>> begin

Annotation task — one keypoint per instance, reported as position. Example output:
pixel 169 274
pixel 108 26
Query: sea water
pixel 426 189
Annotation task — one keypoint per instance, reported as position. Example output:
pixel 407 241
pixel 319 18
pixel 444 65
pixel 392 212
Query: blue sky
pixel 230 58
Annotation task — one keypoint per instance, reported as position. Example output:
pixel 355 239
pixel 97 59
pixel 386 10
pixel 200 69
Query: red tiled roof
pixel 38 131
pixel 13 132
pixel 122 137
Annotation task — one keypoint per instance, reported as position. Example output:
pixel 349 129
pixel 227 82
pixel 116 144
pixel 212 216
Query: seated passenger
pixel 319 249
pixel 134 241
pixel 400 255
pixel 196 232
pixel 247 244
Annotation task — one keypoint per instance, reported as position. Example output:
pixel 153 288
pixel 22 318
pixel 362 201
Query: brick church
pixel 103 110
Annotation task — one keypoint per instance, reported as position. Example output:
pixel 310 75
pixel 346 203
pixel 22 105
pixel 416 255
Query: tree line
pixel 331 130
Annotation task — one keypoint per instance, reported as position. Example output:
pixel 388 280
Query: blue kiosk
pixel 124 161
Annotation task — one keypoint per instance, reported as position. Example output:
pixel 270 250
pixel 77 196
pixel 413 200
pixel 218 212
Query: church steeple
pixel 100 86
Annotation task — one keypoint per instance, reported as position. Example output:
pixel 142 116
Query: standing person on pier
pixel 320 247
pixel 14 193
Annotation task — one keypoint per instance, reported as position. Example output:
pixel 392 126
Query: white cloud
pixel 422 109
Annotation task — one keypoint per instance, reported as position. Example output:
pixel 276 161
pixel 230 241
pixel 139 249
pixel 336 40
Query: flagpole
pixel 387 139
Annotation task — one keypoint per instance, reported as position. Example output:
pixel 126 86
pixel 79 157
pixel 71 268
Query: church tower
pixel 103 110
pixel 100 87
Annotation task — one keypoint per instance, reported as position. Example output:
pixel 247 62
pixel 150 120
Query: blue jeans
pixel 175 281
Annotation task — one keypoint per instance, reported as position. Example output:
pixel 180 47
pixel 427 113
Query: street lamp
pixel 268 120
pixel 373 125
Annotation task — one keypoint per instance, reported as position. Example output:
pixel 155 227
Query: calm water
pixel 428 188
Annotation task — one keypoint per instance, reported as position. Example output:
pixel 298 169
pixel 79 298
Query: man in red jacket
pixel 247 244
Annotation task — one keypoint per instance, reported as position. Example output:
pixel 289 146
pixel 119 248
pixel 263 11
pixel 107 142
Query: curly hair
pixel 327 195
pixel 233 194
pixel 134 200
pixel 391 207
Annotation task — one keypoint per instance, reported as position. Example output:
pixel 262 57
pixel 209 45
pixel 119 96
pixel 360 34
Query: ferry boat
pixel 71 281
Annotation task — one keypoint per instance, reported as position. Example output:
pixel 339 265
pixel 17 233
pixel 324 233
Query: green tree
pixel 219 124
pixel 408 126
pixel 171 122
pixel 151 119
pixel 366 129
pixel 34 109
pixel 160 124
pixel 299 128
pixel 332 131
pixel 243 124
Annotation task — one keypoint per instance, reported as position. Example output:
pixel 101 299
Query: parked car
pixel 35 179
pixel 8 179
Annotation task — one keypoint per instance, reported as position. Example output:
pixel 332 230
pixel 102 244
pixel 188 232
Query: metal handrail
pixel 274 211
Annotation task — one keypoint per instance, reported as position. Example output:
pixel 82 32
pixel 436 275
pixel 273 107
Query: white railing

>> end

§ **PROBLEM TO WORK ON**:
Please give back all of the records exactly as written.

§ **EXERCISE ANSWER**:
Annotation task — one keypoint per instance, reported as position. Example output:
pixel 169 274
pixel 108 26
Query: sea water
pixel 426 189
Annotation task — one keypoint per instance, reported as position. Example output:
pixel 407 241
pixel 319 18
pixel 444 65
pixel 392 212
Query: blue sky
pixel 230 58
Annotation task — one keypoint per instance, reported as position. Example output:
pixel 355 239
pixel 97 59
pixel 386 10
pixel 200 69
Query: red tiled roof
pixel 38 131
pixel 13 132
pixel 122 137
Annotation task — one keypoint per instance, reported as position. Example output:
pixel 349 129
pixel 227 82
pixel 116 144
pixel 212 216
Query: seated passenger
pixel 319 249
pixel 134 241
pixel 400 255
pixel 196 232
pixel 247 244
Annotation task — one keypoint per instance, reported as position. Example output:
pixel 153 288
pixel 22 318
pixel 362 201
Query: brick church
pixel 103 110
Annotation task — one keypoint per instance, reported as position. Example output:
pixel 310 75
pixel 346 203
pixel 22 105
pixel 416 255
Query: tree line
pixel 331 130
Annotation task — one keypoint per instance, reported as position. Example output:
pixel 388 280
Query: blue kiosk
pixel 124 161
Annotation task — one keypoint per instance, reported as position. Example output:
pixel 270 250
pixel 77 196
pixel 413 200
pixel 218 212
Query: church steeple
pixel 100 86
Annotation task — one keypoint per instance, reported as position. Example output:
pixel 142 116
Query: standing person on pier
pixel 320 247
pixel 14 193
Annotation task — one keypoint per instance, reported as position. Example output:
pixel 392 126
Query: white cloud
pixel 422 109
Annotation task — one keypoint per instance, reported as position. Example output:
pixel 276 161
pixel 230 241
pixel 139 249
pixel 336 40
Query: flagpole
pixel 387 139
Annotation task — one keypoint per instance, reported as position. Example output:
pixel 126 86
pixel 79 157
pixel 71 268
Query: church tower
pixel 103 110
pixel 100 87
Annotation task — one keypoint per instance, reported as position. Example output:
pixel 247 62
pixel 150 120
Query: blue jeans
pixel 175 281
Annotation task — one keypoint per instance, reported as position. Example output:
pixel 180 47
pixel 427 113
Query: street lamp
pixel 268 120
pixel 373 125
Annotation task — one keypoint per instance, reported as position. Example output:
pixel 155 227
Query: calm water
pixel 428 188
Annotation task — one keypoint per instance, reported as position. Example output:
pixel 298 169
pixel 79 298
Query: man in red jacket
pixel 247 244
Annotation task — one keypoint per instance, reported as position. Example output:
pixel 289 146
pixel 119 248
pixel 263 11
pixel 107 142
Query: curly hair
pixel 327 195
pixel 233 194
pixel 134 200
pixel 391 207
Annotation task — one keypoint per instance, reported as position. Example output:
pixel 262 57
pixel 209 45
pixel 119 96
pixel 360 34
Query: ferry boat
pixel 71 281
Annotation task — one keypoint per instance, reported as position. Example output:
pixel 339 265
pixel 17 233
pixel 324 233
Query: green tree
pixel 219 124
pixel 408 126
pixel 171 122
pixel 151 119
pixel 366 129
pixel 34 109
pixel 160 124
pixel 299 128
pixel 332 131
pixel 243 124
Annotation task — one keypoint per instance, reported as position. Example output:
pixel 101 299
Query: parked car
pixel 35 179
pixel 8 179
Annotation task — one keypoint per instance, reported as position. Example output:
pixel 332 230
pixel 102 244
pixel 188 232
Query: metal handrail
pixel 274 211
Annotation task — one keypoint per instance, reported as position. Example output:
pixel 82 32
pixel 436 275
pixel 273 107
Query: white railing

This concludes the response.